> EXTRACTED DATA
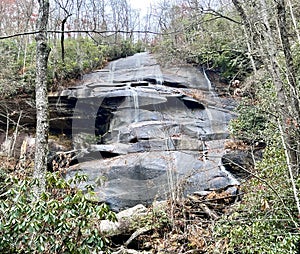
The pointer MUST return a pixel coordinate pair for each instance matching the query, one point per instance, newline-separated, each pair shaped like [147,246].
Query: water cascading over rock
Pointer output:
[143,132]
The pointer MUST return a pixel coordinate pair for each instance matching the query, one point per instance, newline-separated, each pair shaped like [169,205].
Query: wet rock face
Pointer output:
[143,132]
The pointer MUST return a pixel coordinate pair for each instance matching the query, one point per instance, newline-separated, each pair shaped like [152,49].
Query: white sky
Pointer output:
[142,4]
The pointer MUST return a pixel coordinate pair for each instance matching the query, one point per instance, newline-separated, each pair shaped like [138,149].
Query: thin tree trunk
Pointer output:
[62,38]
[42,125]
[294,20]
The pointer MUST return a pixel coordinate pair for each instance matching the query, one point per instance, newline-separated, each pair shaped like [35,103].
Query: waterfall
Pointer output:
[135,98]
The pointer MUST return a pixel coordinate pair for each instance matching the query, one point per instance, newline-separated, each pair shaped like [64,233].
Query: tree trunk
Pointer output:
[292,141]
[42,125]
[62,38]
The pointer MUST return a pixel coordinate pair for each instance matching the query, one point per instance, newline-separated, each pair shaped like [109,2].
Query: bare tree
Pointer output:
[42,125]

> DIRECTIVE
Convert all the entries above into a two-column CSV with the headers "entry_text" and "answer", one row per entry. Put each entry's text and its answer in one quoted field apiece, replace line breaks with spaces, and leave the pictures out.

> OUTPUT OF THE EXERCISE
entry_text,answer
"The pointer MUST return a pixel coordinate pair for each instance matching the query, one point per instance, newline-separated, each pair shaped like [147,246]. Query: water cascading over rock Pointer output:","[143,132]"
"The pointer MUST return a pixel coordinate pair for each instance matching the query, one point per instance, newline-separated, each pair shaped like [169,205]. Query: wet rock face Pointer output:","[143,132]"
"The pointer MUST return a pixel coordinate pair for each instance matching the query, one point per instance, newline-separated, each pair shaped like [152,49]. Query: white sky Pointer output:","[142,4]"
"The pointer MUST return a pixel coordinate pair for each instance matching the query, one point per instance, newline-separated, each pair shaped like [138,149]. Query: thin tree trunk Pointer output:","[62,38] [42,125] [294,20]"
"The pointer MUST return a pixel coordinate pair for each instance matching the query, one point per instance, newline-separated, each pair shaped like [35,103]. Query: waterfall Pointer output:","[135,98]"
"The pointer MUST return a pixel coordinate pair for each instance matching the query, one point per instance, newline-separated, each pair shaped like [64,233]. Query: tree trunk Pointer output:","[292,141] [42,125] [62,38]"
"The pointer MUST return a pixel coordinate pair for each instance matching the query, one point per instance, newline-separated, each pair shaped like [109,2]. Query: bare tree Pointer output:","[42,125]"